[What is needed]
Lay out the lines of this listing as a numbered list, leaving out the blank lines.

---------- Records for this task

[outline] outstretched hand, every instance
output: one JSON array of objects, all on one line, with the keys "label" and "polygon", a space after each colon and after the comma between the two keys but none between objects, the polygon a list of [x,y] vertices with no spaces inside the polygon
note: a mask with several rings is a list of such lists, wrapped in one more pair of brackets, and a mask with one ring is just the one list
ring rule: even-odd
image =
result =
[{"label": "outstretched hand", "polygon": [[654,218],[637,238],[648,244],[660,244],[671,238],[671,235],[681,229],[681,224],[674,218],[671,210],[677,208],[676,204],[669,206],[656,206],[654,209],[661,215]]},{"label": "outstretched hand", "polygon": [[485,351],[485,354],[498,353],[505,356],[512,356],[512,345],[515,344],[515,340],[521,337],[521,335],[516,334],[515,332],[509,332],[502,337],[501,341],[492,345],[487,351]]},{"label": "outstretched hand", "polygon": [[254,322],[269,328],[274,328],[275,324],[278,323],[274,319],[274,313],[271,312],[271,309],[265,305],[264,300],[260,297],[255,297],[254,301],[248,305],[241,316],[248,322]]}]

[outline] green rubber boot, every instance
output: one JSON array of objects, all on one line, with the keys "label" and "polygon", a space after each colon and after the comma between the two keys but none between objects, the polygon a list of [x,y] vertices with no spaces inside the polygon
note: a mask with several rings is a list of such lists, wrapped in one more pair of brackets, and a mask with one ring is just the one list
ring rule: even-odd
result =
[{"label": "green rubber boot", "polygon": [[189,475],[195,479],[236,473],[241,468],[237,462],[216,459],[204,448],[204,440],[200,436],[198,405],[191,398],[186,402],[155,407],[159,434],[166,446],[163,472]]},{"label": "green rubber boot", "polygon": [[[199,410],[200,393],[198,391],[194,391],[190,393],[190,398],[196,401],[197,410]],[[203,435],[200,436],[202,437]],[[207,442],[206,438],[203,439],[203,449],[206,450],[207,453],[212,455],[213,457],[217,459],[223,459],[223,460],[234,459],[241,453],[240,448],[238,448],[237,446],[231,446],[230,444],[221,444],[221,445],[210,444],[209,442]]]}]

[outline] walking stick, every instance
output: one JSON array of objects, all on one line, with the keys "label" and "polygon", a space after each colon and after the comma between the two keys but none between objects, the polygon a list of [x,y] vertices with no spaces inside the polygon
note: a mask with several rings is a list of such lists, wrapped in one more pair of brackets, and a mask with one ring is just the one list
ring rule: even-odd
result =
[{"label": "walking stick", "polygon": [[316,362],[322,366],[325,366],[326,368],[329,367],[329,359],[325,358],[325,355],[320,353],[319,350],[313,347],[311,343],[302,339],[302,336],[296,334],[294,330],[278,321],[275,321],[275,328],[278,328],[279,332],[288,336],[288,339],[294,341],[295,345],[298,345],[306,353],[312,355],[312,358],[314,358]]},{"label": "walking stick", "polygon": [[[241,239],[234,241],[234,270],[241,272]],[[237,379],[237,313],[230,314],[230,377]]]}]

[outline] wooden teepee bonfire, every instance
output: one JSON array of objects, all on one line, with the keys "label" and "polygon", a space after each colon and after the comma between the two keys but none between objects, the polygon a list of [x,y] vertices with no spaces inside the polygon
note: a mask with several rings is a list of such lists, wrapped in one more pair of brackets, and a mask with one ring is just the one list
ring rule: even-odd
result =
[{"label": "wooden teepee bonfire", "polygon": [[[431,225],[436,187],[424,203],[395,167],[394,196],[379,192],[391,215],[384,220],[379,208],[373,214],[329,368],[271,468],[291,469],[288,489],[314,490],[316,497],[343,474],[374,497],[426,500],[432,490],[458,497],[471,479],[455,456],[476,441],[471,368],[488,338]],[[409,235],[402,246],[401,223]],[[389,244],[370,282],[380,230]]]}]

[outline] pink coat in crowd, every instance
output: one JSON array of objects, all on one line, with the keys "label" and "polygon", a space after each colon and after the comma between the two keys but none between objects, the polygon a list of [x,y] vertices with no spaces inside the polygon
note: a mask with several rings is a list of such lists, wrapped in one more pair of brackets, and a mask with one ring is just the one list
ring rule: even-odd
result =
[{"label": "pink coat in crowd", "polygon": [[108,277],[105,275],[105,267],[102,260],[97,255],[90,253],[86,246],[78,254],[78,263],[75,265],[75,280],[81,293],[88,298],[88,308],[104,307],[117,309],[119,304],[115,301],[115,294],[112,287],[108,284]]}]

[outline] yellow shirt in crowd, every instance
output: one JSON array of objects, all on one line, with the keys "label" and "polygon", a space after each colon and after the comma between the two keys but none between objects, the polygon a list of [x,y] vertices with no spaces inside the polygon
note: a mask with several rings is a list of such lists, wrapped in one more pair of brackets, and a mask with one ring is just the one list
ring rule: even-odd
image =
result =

--------------------

[Result of this exercise]
1. [outline] outstretched hand, every instance
2. output: one JSON array of objects, all on one line, with the keys "label" and "polygon", a space after each colon and after the comma between the two keys but none between objects, the polygon a list of [x,y] vertices with no spaces inside the polygon
3. note: a mask with several rings is a list of such lists, wrapped in one more pair of brackets, and a mask with one ring is just the one list
4. ring rule: even-odd
5. image =
6. result =
7. [{"label": "outstretched hand", "polygon": [[654,218],[637,238],[648,244],[660,244],[671,238],[671,235],[681,229],[681,224],[674,218],[671,210],[677,208],[676,204],[669,206],[656,206],[654,209],[661,215]]},{"label": "outstretched hand", "polygon": [[485,351],[485,354],[498,353],[505,356],[512,356],[512,345],[515,344],[515,340],[521,337],[521,335],[516,334],[515,332],[509,332],[502,337],[501,341],[492,345],[487,351]]},{"label": "outstretched hand", "polygon": [[254,322],[269,328],[274,328],[275,324],[278,323],[274,319],[274,313],[271,312],[271,309],[265,305],[264,300],[260,297],[255,297],[254,301],[248,305],[241,316],[248,322]]}]
8. [outline] green rubber boot, every instance
9. output: one JSON array of objects, all on one line, with the keys "label" and "polygon", a space after each colon and after the comma between the two keys but none between objects, the polygon a list of [x,y] vertices with no spaces inside the polygon
10. note: a mask with several rings is a list of such lists, wrapped in one more pair of brackets, and a mask with one ring is just the one list
11. ring rule: even-odd
12. result =
13. [{"label": "green rubber boot", "polygon": [[189,475],[195,479],[236,473],[241,468],[237,462],[216,459],[204,448],[204,440],[200,436],[198,405],[191,398],[186,402],[155,407],[159,434],[166,446],[163,472]]},{"label": "green rubber boot", "polygon": [[[199,410],[200,393],[198,391],[194,391],[190,393],[190,398],[196,401],[197,410]],[[203,435],[200,436],[202,437]],[[207,442],[206,438],[203,439],[203,449],[206,450],[207,453],[212,455],[213,457],[217,459],[223,459],[223,460],[234,459],[241,453],[240,448],[238,448],[237,446],[231,446],[230,444],[221,444],[221,445],[210,444],[209,442]]]}]
14. [outline] walking stick, every instance
15. output: one JSON array of objects, all on one line, with the keys "label" and "polygon", a space after each colon and after the comma between the two keys but none between objects, the polygon a list of [x,y] vertices with no spaces inside the polygon
16. note: a mask with several rings is a list of such lists, wrapped in one more pair of brackets, and a mask with one ring is just the one list
17. ring rule: even-odd
18. result =
19. [{"label": "walking stick", "polygon": [[316,362],[322,366],[325,366],[326,368],[329,367],[329,359],[325,358],[325,355],[320,353],[319,350],[313,347],[311,343],[302,339],[302,336],[296,334],[294,330],[278,321],[275,321],[275,328],[278,328],[279,332],[288,336],[288,339],[294,341],[295,345],[298,345],[306,353],[312,355],[312,358],[314,358]]},{"label": "walking stick", "polygon": [[[241,239],[234,241],[234,270],[241,272]],[[237,379],[237,313],[230,314],[230,377]]]}]
20. [outline] wooden teepee bonfire, every instance
21. output: one JSON array of objects, all on one line, with the keys "label" and "polygon", a space after each colon and after the comma between the two keys but none between objects, the polygon a list of [x,y] vertices with no spaces inside the polygon
22. note: a mask with several rings is a list of such lists, wrapped in one more pair of brackets, and a mask with one ring is just the one list
23. ring rule: even-odd
24. result =
25. [{"label": "wooden teepee bonfire", "polygon": [[[431,225],[436,187],[424,203],[395,167],[394,196],[379,192],[391,215],[384,220],[379,208],[373,214],[329,368],[271,468],[291,469],[288,489],[314,490],[316,497],[343,474],[374,497],[426,500],[432,490],[458,497],[471,479],[455,456],[476,441],[471,368],[488,338]],[[409,235],[402,246],[401,223]],[[389,244],[370,282],[380,230]]]}]
26. [outline] pink coat in crowd, every instance
27. output: one JSON array of objects, all on one line, with the keys "label" and "polygon", a space after each colon and after the comma between the two keys but none between objects, the polygon a list of [x,y] vertices with no spaces inside the polygon
28. note: a mask with several rings is a list of such lists, wrapped in one more pair of brackets, and a mask with one ring is just the one list
29. ring rule: even-odd
30. result =
31. [{"label": "pink coat in crowd", "polygon": [[108,277],[105,275],[105,267],[102,260],[97,255],[90,253],[86,246],[78,254],[78,263],[75,265],[75,280],[81,293],[88,298],[88,308],[104,307],[117,309],[119,304],[115,301],[115,294],[112,287],[108,284]]}]
32. [outline] yellow shirt in crowd, every instance
33. output: one JSON array of objects, all on one line, with the keys "label" and "polygon", a space after each colon and after the comma between the two keys but none between objects, the polygon a list of [x,y] vertices with no spaces inside the polygon
34. note: a mask with several rings is a list of such lists, wrapped in one more pair of brackets, and a mask with one ring is just the one list
35. ring rule: even-odd
36. image =
37. result =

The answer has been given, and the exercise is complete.